**Information given**:
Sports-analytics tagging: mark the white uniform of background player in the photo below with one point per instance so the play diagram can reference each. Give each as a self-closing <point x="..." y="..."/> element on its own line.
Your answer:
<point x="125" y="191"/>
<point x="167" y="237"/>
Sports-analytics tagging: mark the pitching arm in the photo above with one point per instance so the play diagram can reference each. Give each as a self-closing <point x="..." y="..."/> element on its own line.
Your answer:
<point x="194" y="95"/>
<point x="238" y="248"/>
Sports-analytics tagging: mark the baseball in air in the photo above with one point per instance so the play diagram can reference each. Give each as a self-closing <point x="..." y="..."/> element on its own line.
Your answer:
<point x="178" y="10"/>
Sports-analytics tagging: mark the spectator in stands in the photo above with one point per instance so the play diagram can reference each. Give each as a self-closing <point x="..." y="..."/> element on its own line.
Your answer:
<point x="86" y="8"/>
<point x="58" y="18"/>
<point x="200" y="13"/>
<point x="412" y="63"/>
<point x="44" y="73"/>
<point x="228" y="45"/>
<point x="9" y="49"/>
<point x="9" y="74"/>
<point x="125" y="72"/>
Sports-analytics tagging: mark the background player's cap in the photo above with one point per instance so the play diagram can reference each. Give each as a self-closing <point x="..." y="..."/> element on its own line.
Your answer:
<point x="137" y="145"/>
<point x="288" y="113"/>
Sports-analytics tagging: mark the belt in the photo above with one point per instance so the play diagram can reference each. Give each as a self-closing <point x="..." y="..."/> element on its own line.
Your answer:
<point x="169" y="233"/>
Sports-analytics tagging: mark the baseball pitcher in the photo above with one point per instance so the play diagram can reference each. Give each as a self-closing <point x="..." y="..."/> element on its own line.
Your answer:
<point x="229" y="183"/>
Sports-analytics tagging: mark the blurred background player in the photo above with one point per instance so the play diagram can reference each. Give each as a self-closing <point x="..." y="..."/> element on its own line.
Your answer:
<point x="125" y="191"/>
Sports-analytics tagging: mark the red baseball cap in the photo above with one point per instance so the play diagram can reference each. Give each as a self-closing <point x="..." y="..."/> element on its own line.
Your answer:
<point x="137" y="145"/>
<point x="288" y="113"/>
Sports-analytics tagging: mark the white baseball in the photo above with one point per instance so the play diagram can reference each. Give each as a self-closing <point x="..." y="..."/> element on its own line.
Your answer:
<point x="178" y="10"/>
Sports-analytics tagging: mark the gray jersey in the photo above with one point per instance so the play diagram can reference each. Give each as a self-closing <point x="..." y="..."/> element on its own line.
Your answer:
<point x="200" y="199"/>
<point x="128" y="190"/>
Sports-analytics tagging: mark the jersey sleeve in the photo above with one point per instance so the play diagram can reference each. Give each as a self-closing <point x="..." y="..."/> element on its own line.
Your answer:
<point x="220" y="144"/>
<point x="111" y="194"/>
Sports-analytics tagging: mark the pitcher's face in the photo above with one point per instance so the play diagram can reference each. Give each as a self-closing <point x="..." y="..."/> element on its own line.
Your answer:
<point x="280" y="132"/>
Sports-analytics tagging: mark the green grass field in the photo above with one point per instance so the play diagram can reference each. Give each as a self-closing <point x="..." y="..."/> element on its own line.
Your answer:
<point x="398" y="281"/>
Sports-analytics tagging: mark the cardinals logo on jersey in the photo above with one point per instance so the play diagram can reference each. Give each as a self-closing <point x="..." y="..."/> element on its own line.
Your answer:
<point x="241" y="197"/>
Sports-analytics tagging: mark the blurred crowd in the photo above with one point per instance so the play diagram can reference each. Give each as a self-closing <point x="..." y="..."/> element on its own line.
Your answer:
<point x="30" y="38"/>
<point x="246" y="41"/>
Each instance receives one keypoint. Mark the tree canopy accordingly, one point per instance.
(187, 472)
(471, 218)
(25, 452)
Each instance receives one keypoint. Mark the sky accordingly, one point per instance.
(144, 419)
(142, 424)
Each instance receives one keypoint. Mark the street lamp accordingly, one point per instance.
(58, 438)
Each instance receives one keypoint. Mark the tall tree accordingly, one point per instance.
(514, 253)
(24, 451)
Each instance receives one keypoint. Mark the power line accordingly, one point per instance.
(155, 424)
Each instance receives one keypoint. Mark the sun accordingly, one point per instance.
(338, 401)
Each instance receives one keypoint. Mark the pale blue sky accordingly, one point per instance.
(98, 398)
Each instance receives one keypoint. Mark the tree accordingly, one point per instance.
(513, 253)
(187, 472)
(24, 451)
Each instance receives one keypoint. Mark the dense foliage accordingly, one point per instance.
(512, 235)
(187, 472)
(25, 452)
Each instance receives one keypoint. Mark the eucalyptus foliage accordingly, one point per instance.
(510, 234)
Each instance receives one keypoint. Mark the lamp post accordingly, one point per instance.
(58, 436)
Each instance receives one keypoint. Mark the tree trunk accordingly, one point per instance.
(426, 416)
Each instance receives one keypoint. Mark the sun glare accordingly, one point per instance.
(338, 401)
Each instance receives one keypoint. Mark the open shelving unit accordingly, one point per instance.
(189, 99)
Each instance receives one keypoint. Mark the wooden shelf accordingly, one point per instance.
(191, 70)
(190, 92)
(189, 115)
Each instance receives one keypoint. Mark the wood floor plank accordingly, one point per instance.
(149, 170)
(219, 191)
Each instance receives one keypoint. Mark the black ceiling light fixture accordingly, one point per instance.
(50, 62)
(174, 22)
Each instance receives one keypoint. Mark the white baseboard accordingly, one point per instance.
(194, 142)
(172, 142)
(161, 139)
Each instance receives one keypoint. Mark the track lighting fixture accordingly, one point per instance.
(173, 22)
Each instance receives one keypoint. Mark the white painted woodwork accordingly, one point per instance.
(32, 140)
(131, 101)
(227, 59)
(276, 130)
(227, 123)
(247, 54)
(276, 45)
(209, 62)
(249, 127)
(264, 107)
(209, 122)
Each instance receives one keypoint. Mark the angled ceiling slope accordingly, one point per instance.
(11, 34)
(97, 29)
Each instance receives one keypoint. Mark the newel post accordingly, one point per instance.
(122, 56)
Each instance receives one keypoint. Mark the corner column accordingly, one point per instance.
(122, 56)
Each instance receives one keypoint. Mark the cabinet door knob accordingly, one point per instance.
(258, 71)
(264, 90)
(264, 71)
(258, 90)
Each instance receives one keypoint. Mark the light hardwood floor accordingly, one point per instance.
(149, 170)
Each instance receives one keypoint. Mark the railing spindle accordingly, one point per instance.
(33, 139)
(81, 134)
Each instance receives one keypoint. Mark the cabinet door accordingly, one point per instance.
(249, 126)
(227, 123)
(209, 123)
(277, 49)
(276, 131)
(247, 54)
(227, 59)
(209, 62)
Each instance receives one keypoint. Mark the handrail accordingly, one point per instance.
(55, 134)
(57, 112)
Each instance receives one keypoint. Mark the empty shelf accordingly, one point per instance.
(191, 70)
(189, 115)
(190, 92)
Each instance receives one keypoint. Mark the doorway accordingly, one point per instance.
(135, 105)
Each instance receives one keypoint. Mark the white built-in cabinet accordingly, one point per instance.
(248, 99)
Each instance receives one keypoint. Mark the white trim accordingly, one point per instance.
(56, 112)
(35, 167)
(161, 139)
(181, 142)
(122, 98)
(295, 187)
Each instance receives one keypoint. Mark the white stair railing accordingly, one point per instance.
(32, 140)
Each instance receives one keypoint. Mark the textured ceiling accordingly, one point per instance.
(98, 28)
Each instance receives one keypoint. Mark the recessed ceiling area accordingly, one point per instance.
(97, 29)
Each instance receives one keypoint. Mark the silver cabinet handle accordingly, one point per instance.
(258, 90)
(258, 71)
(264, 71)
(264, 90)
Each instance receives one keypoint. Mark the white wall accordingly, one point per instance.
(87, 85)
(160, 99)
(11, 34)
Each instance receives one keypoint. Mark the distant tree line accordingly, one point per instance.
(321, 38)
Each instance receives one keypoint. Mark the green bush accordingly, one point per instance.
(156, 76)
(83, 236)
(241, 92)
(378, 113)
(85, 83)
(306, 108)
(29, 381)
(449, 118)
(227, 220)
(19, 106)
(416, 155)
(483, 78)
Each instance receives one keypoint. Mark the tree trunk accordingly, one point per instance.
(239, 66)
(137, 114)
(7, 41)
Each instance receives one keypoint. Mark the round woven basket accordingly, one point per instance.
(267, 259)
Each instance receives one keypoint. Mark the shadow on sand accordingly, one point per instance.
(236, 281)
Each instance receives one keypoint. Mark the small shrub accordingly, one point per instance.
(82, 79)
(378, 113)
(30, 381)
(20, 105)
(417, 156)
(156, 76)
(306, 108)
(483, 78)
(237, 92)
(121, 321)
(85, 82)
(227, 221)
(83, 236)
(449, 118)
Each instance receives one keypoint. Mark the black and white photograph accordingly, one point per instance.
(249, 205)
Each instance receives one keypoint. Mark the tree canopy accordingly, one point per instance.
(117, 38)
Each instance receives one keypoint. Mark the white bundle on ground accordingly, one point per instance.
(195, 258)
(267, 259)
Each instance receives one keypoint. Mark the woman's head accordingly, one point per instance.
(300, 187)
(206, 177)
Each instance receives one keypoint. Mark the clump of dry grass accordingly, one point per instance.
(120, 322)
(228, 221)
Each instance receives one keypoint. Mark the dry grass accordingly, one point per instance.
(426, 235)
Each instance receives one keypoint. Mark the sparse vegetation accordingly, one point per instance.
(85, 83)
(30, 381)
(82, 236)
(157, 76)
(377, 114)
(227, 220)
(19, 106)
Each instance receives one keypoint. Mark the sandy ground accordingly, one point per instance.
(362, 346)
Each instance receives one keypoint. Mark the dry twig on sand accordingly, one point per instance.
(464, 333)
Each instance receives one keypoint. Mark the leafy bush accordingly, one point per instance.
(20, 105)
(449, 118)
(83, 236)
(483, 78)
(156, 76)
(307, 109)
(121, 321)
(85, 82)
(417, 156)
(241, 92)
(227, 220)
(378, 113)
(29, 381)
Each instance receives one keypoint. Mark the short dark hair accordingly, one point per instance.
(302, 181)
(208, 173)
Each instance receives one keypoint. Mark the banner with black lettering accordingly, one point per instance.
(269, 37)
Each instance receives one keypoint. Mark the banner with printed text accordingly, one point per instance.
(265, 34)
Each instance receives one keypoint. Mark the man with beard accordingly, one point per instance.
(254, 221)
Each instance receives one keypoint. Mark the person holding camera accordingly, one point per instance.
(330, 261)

**Work to complete**:
Scan the records for the word "blurred" and copy every line where it is found.

**Task output**:
Sports-analytics tagging: mark the blurred background player in the photo above with one point per instance so the play diagram can reference each. Give each as a self-closing <point x="..." y="..."/> element on its own line.
Sports-analytics tagging: mark the blurred crowd in the photo above with one point per instance so the play diagram can reference each. Give each as a self-closing <point x="..." y="..."/> element on its own line.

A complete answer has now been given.